---------- ФРАГМЕНТ ТЕКСТА

Франсиско Суарес - Метафизические рассуждения
IV. Реальность сущего
1. Ментальные сущие и объективное бытие
Analogia entis, благодаря которой сущее удерживается от сведéния к чистой мыслимости, сама является результатом более фундаментального выбора и зависит от него. Этот более фундаментальный выбор совершается на том первичном уровне, где переходят из акта в потенцию и из потенции в акт индивидуальные субстанции: на уровне непосредственного контакта внемысленного и мысленного бытия. Именно здесь определяется реальность сущностей, от которых посредством многоступенчатой процедуры формальной и универсальной абстракции отвлекается понятие реального сущего как такового. Что представляет собой эта реальность? Ее логический и онтологический смысл отчетливо проявляется при сопоставлении реальных сущих с так называемыми сущими в разуме, или ментальными сущими – entia rationis. Хотя по своим формальным характеристикам они непосредственно не входят в адекватный предмет метафизики, Суарес считал их рассмотрение необходимым, потому что только оно позволяет четко определить критерии реальности (I. 1. 6)[272].
Существует связь между теориями аналогии сущего и включением или невключением ментальных сущих в понятие сущего как такового. Наличие этой связи косвенно подтверждается тем фактом, что все метафизики после Суареса, объединявшие в одном понятии ens reale и ens rationis, были убежденными сторонниками унивокации сущего. Как уже было сказано ранее, Суарес твердо стоял на том, что ментальные сущие никоим образом не принадлежат к сущему как таковому: «Хотя эта наука [метафизика] уделяет немалое внимание сущим в разуме, они по справедливости исключаются из ее объекта как такового, в собственном смысле» (I. 1. 6). Однако прямые и подробные разъяснения Суареса на этот счет не помешали современному исследователю схоластической метафизики Ж.-Ф. Куртину опять-таки выдвинуть против него обвинения в интеллектуальной недобросовестности. Куртин считает, что вся логика эпистемологического сдвига, произошедшего в воззрениях Суареса, ведет к тому, чтобы включить ментальные сущие в универсальное понятие сущего как такового, отождествив тем самым бытие и мыслимость; и лишь боязливость и нежелание идти в своих выводах до конца удержали Суареса от этого шага[273]. Мы намерены показать, что это обвинение, подобно обвинениям того же толка в вопросе об аналогии, не имеет под собой оснований, и что Суарес знал, что делал, когда отказывал ментальным сущим в праве называться «просто» сущими.

--------------------
---------- ИСХОДНЫЕ МАТЕРИАЛЫ

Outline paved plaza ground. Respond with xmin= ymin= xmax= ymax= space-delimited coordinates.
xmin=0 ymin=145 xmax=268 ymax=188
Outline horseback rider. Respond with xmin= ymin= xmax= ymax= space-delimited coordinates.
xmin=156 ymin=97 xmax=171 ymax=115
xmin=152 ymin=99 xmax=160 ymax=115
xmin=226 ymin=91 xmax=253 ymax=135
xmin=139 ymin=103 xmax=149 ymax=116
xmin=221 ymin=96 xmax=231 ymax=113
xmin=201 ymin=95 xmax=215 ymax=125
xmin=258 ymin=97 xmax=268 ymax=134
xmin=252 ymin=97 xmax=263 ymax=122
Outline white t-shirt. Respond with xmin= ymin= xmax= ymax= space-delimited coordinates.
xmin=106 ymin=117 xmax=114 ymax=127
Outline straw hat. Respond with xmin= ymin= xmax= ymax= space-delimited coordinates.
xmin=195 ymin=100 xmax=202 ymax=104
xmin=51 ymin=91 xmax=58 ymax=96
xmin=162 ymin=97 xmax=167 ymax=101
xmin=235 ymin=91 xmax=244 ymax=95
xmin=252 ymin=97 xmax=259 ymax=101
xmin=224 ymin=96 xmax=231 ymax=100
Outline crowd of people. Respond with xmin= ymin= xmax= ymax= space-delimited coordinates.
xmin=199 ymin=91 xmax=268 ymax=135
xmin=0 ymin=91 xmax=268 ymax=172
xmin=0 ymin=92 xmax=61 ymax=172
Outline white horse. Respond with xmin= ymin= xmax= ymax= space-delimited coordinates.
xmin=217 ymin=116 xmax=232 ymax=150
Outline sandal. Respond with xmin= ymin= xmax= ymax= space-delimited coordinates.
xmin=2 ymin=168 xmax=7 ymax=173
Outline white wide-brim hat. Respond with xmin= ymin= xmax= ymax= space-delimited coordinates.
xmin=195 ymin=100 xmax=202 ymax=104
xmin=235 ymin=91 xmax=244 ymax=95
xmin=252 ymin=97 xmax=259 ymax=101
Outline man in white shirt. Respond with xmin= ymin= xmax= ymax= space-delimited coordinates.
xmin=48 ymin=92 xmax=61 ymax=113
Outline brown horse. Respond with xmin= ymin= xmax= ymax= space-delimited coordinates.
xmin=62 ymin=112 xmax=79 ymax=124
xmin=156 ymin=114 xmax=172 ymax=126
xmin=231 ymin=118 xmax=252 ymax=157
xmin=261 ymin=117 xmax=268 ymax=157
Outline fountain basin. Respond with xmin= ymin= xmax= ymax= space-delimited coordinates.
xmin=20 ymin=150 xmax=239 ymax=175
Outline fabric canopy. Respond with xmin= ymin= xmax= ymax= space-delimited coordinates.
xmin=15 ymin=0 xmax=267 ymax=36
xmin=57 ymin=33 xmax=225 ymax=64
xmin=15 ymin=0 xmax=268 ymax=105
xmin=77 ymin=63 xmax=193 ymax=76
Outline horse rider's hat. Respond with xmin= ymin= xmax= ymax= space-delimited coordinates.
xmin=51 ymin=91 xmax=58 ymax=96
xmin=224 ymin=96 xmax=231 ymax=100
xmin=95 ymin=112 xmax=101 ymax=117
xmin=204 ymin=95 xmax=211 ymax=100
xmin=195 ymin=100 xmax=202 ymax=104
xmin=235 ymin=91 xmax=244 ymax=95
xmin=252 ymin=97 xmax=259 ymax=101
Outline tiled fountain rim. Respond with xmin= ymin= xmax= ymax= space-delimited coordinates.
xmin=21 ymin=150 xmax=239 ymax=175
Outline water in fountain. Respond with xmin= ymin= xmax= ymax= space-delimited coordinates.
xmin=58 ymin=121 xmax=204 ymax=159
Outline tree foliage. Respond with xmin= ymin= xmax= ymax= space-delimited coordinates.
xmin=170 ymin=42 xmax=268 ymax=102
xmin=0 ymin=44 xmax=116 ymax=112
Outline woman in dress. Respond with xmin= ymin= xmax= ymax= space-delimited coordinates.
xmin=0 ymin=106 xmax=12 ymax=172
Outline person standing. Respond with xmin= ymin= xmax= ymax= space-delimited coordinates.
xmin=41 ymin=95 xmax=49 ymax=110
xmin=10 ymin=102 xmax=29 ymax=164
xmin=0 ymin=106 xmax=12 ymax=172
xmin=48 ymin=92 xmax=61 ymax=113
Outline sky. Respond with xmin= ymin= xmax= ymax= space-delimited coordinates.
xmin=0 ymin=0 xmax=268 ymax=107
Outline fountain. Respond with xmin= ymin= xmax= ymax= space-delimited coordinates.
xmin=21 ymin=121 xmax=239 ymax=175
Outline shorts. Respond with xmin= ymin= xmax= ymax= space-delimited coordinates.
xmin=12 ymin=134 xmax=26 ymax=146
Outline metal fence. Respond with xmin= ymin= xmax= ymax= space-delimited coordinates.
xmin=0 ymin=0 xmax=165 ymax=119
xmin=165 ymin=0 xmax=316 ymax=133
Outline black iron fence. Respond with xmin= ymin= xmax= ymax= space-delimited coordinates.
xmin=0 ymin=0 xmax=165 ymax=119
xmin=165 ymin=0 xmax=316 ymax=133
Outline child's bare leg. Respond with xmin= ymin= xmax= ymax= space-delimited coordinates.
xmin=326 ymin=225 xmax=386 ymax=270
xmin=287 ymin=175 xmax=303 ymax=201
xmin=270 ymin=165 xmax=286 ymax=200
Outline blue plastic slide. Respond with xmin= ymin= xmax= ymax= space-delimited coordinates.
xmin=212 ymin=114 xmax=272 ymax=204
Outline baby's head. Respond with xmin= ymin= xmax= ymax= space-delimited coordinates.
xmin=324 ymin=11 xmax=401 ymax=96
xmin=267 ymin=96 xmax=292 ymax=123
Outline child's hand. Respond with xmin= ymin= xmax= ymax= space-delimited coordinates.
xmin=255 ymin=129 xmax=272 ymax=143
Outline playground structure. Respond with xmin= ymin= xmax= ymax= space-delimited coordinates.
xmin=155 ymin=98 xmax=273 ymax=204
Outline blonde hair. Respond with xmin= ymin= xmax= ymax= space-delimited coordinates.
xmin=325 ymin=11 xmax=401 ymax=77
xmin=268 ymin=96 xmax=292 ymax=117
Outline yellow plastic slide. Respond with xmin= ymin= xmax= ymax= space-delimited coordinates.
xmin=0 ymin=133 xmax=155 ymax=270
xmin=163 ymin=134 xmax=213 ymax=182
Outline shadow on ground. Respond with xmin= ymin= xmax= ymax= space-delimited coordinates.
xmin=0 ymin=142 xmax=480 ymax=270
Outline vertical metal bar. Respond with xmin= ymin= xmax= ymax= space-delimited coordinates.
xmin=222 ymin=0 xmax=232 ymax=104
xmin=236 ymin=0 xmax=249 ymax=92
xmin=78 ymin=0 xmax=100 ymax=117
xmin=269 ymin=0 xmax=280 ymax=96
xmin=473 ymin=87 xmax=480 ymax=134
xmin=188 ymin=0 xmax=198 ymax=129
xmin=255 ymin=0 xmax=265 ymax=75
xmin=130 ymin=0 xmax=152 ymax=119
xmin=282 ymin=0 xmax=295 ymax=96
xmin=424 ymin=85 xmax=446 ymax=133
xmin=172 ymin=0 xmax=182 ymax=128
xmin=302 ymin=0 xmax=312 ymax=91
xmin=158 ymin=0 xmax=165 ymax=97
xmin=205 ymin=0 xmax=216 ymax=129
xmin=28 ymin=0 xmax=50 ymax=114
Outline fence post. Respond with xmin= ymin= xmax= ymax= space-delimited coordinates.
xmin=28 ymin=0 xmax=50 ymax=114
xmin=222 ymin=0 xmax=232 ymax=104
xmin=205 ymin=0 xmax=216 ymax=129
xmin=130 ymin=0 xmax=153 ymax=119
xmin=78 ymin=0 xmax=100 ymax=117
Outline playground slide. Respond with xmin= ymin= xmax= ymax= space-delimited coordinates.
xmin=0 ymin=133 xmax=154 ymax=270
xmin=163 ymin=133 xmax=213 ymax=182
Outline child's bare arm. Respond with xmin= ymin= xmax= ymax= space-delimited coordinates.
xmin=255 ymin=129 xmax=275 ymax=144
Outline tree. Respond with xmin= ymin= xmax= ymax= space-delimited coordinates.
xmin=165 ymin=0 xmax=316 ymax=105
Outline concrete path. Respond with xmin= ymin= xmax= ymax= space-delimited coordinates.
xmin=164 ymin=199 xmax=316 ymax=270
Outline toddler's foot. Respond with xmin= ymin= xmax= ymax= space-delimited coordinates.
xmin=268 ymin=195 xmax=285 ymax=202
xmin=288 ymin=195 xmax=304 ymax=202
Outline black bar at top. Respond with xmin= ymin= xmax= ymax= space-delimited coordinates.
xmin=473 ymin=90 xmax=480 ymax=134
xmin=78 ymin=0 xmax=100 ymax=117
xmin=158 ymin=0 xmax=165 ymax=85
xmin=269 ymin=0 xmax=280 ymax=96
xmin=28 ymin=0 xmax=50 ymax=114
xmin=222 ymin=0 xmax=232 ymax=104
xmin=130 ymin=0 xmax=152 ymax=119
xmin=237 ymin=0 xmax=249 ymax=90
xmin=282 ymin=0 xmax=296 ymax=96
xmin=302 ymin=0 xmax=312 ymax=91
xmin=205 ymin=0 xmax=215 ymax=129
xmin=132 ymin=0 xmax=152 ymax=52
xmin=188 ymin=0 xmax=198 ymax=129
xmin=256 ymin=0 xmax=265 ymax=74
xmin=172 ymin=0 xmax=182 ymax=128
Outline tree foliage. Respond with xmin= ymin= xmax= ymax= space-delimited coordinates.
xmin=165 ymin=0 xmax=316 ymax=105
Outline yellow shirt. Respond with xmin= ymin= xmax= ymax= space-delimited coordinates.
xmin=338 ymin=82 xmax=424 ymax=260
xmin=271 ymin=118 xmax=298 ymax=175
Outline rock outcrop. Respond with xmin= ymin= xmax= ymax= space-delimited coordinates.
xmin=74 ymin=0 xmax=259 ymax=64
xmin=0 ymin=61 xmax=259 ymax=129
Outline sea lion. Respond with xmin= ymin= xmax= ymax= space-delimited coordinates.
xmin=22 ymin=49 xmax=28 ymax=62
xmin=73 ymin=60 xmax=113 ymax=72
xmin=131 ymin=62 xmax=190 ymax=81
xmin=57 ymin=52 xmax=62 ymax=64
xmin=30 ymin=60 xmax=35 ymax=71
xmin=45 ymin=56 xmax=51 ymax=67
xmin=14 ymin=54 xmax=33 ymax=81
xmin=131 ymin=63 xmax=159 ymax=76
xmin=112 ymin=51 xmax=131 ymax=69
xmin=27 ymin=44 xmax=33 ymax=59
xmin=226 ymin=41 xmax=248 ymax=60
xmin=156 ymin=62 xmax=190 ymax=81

--------------------

ЗАДАНИЕ: Сторонниками чего, согласно фрагменту о метафизике Суареса, были все метафизики после Суареса, объединявшие в одном понятии ens reale и ens rationis?

ОТВЕТ: Они были убежденными сторонниками унивокации сущего.